REQUIREMENT:
Rewrite the lines of the records below as a JSON list of strings, with one string per line and no blank lines. Cover all the records, and leave out the pictures.
──────
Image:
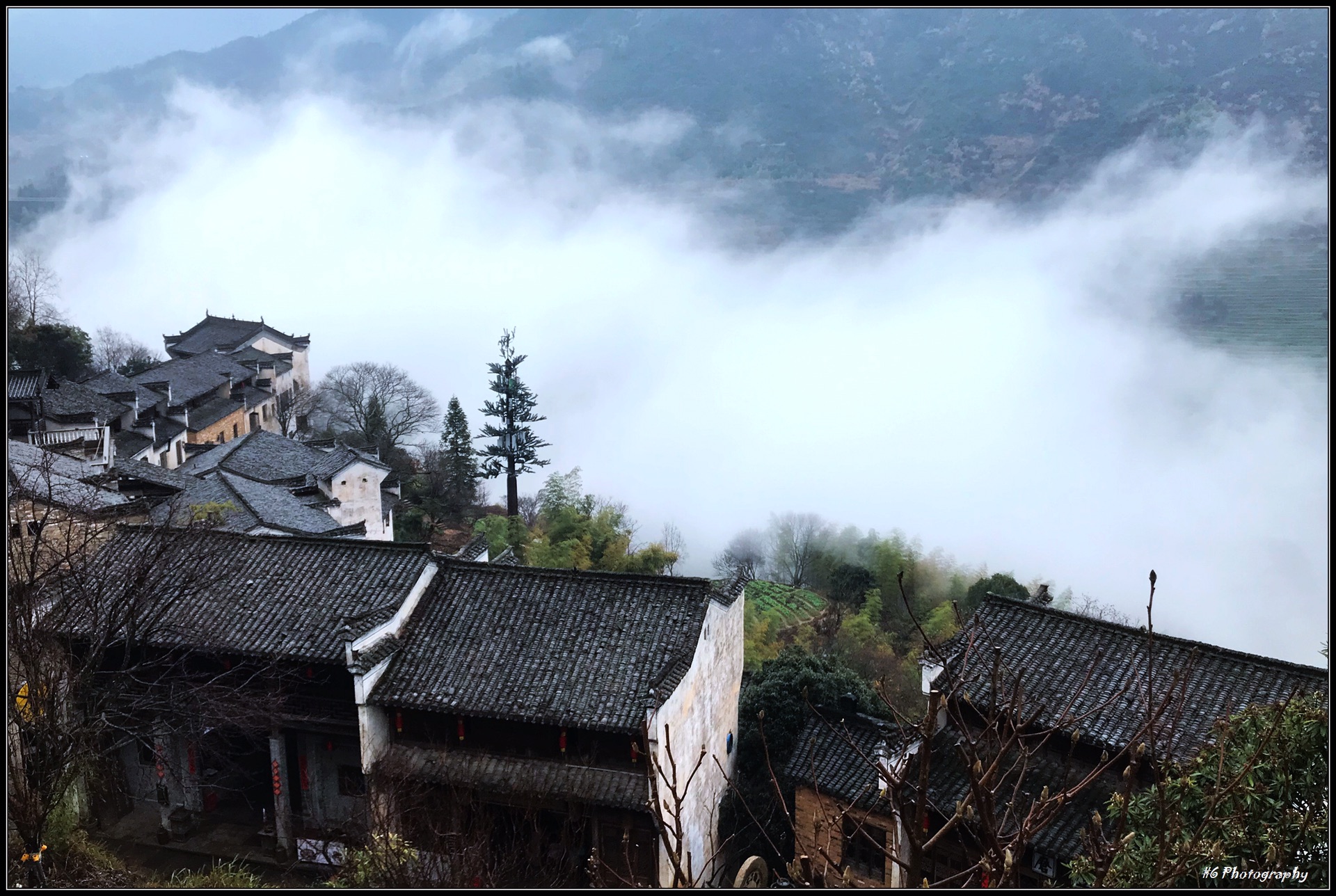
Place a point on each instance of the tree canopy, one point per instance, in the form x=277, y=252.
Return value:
x=576, y=531
x=377, y=402
x=516, y=448
x=1255, y=800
──────
CORRECT OUTPUT:
[
  "Image:",
  "Place a point on each instance of the tree canopy, one point per instance, in the form x=277, y=252.",
  "Return value:",
  "x=576, y=531",
  "x=377, y=402",
  "x=516, y=448",
  "x=1255, y=800"
]